[Source data]
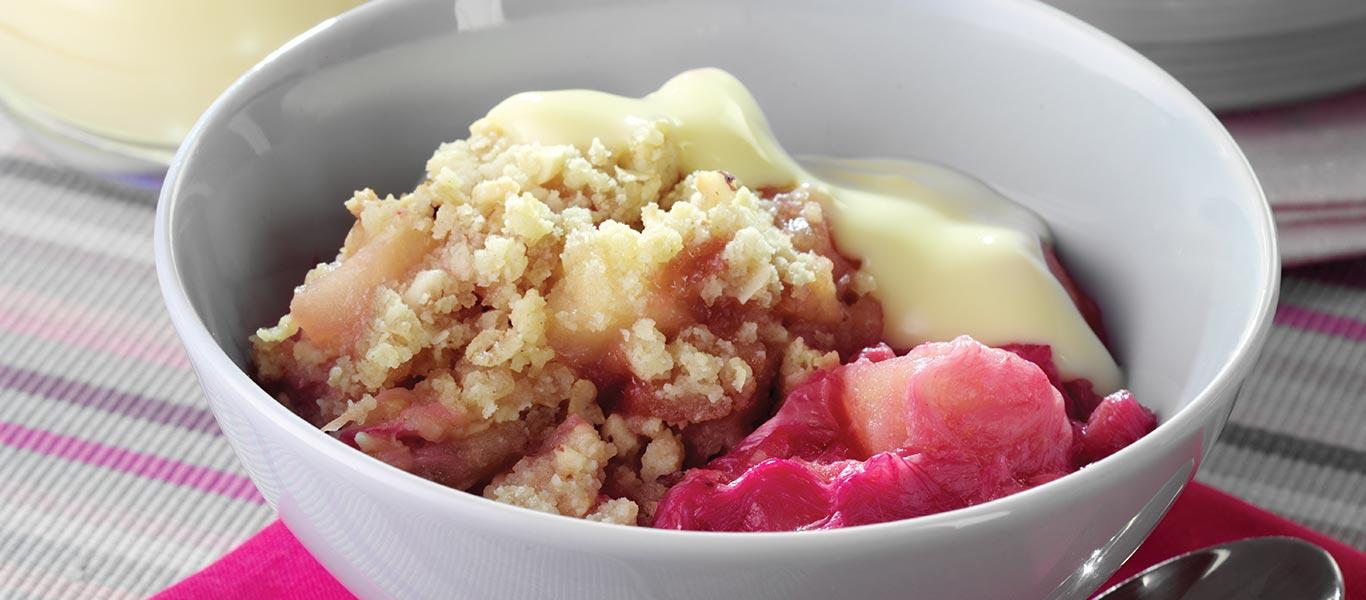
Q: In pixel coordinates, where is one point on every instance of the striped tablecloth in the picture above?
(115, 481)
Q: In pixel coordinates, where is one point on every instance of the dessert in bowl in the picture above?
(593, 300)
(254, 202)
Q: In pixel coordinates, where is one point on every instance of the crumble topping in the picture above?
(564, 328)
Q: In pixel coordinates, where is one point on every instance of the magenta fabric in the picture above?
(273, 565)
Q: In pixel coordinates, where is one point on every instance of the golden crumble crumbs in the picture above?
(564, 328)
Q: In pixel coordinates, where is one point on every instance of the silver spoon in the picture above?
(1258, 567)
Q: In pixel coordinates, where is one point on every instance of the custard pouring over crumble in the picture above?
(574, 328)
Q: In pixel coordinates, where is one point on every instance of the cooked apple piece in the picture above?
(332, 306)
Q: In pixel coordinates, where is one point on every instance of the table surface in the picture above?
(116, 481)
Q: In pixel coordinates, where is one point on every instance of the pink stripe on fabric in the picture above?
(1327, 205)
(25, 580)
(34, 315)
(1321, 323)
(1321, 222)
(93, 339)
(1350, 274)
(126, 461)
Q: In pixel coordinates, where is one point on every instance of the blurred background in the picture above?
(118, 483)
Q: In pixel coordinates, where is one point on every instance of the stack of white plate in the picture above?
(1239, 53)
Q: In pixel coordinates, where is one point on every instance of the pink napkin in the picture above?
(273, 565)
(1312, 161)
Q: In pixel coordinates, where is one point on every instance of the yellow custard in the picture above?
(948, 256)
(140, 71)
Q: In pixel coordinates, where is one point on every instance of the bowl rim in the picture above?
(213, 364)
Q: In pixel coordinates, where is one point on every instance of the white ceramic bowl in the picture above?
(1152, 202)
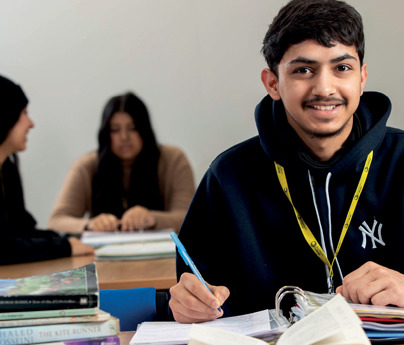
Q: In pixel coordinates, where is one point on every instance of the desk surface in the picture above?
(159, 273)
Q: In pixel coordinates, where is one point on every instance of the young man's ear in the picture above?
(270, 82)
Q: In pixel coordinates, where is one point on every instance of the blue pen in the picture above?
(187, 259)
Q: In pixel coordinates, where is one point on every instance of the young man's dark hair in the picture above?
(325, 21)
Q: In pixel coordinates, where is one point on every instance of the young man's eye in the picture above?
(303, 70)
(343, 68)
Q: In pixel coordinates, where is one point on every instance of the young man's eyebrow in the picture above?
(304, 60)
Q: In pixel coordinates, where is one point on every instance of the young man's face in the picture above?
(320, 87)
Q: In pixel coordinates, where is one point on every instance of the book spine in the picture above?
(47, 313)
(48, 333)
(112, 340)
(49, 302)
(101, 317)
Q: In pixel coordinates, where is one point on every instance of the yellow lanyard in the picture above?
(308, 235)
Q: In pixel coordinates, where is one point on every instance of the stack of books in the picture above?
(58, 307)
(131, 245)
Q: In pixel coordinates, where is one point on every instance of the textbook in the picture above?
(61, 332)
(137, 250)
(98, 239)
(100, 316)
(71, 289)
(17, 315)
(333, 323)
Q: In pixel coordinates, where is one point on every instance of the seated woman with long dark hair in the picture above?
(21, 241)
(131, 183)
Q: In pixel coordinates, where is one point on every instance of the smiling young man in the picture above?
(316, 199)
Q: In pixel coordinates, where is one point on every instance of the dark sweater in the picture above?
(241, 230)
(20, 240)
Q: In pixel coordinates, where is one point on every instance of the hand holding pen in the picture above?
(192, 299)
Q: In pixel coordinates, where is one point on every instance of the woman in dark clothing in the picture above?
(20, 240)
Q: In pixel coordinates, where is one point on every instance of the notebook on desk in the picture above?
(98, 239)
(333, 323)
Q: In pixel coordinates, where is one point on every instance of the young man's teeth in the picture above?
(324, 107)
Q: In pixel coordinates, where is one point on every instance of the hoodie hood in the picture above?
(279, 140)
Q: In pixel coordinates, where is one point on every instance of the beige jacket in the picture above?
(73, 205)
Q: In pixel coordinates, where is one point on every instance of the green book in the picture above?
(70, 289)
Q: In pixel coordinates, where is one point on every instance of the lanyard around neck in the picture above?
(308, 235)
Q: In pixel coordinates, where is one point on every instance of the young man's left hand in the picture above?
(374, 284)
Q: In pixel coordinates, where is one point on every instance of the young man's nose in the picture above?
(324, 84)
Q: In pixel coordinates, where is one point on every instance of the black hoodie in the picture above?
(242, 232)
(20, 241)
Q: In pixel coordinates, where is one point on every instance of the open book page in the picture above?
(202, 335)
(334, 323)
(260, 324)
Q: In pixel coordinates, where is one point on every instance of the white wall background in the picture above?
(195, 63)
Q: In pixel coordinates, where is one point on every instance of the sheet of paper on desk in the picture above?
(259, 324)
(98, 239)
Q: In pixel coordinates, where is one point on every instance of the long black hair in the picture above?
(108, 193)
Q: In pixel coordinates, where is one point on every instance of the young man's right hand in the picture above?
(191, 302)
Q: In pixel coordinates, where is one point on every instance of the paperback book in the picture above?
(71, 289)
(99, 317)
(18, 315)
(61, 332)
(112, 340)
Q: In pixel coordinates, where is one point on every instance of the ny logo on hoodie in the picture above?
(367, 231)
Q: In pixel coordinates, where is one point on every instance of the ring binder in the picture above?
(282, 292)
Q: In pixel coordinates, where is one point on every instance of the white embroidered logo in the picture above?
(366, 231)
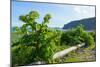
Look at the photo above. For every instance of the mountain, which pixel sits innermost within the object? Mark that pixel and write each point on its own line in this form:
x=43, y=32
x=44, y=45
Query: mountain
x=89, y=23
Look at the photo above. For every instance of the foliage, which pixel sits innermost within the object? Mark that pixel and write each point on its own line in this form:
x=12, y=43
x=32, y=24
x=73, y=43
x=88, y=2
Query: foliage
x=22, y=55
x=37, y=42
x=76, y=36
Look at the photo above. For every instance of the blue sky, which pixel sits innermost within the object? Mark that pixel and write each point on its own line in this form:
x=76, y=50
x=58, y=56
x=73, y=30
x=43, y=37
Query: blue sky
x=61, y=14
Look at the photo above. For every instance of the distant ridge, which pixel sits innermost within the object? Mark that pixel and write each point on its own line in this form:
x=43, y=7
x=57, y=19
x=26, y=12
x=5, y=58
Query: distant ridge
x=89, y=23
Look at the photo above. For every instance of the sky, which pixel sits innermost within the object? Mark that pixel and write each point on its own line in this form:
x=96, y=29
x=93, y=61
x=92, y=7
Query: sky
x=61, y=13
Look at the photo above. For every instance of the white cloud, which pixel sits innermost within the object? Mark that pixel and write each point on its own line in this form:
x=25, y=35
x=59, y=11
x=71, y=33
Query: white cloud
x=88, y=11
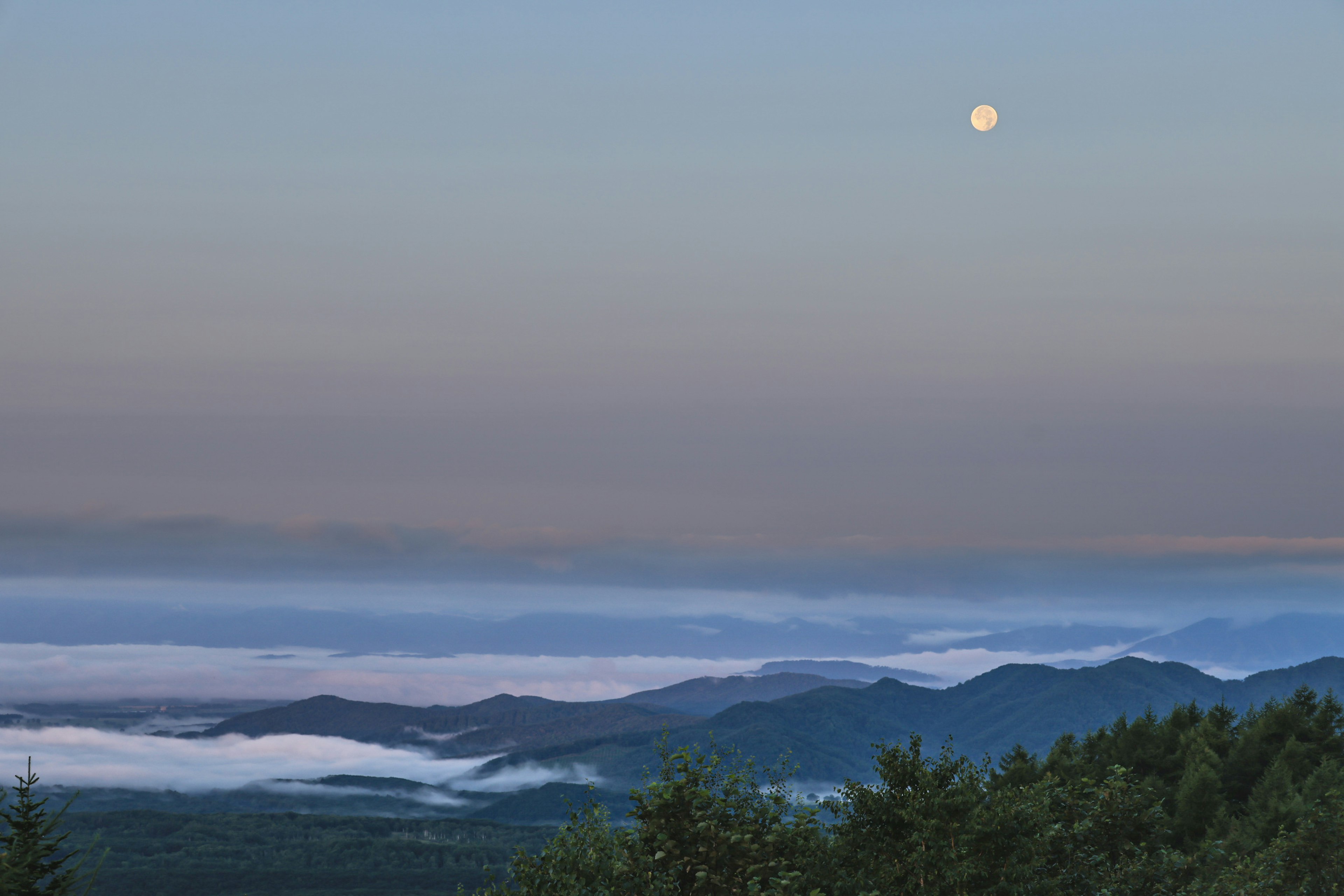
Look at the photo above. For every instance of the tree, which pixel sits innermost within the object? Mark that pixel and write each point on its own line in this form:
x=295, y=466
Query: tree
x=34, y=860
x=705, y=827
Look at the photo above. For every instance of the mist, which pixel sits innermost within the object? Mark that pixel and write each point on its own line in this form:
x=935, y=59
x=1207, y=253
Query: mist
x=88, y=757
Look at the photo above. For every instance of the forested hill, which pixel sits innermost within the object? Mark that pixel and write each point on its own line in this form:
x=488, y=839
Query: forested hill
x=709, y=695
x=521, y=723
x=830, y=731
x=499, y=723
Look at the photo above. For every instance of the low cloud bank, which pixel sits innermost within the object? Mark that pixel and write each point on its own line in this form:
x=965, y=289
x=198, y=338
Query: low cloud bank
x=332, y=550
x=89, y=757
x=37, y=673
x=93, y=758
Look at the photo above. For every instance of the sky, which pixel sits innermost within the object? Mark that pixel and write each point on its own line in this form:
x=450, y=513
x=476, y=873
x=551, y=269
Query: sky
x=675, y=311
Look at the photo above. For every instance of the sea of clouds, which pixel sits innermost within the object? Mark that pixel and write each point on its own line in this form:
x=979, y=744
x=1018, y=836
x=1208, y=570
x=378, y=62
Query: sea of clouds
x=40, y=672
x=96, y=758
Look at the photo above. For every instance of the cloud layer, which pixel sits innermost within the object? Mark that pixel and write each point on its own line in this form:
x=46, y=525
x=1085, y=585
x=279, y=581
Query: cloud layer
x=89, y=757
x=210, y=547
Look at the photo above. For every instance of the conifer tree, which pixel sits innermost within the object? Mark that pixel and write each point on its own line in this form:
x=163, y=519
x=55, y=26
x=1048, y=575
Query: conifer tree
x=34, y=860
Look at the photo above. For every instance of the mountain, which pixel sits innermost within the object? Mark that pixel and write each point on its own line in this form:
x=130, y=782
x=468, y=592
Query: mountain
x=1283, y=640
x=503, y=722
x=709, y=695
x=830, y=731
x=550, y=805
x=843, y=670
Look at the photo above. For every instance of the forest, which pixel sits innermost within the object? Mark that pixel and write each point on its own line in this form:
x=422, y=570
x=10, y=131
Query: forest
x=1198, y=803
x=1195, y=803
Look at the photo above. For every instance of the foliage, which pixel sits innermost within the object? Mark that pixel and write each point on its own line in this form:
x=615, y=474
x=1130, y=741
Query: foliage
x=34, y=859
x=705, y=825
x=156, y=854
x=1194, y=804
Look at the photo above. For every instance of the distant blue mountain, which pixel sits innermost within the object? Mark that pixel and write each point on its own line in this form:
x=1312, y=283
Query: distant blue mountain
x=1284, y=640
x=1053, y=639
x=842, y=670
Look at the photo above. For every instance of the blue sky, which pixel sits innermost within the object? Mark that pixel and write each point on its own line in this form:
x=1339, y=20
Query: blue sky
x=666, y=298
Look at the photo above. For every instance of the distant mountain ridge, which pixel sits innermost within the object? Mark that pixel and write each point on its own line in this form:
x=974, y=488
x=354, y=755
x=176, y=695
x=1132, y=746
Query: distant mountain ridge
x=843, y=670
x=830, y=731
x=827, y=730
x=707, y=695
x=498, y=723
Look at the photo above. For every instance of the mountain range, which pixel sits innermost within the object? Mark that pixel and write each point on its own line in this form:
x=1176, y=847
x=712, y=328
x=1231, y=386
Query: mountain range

[Your instructions] Scan the entries above for the line containing "Query: sea of clouds", and copy it and all lines after it exactly, down to and including the line containing "the forest, which".

[Written answer]
Query: sea of clouds
x=40, y=672
x=96, y=758
Look at the photo above. For every instance of the cloud layer, which pixel sits innermost within the object? Mark that pixel and write each point on its own line in this form:
x=46, y=525
x=1085, y=585
x=279, y=581
Query: cloud layer
x=89, y=757
x=210, y=547
Look at the photo above. For every instance of the conifer tree, which pixel sits innermost within the object? Mark that pixel and write each point on its own line in this form:
x=163, y=519
x=55, y=26
x=1048, y=575
Query: conifer tree
x=34, y=860
Look at the photo above. For every instance of the mountain, which pixel sits innermost within the object? Mark that pixel and write each point on its own line in this form:
x=130, y=782
x=468, y=592
Query: mountain
x=1283, y=640
x=503, y=722
x=709, y=695
x=830, y=731
x=550, y=805
x=843, y=670
Look at the photo above. For every instance of the forest, which pixel sits innermost within the object? Mark that pixel and write each point on its own line in this form:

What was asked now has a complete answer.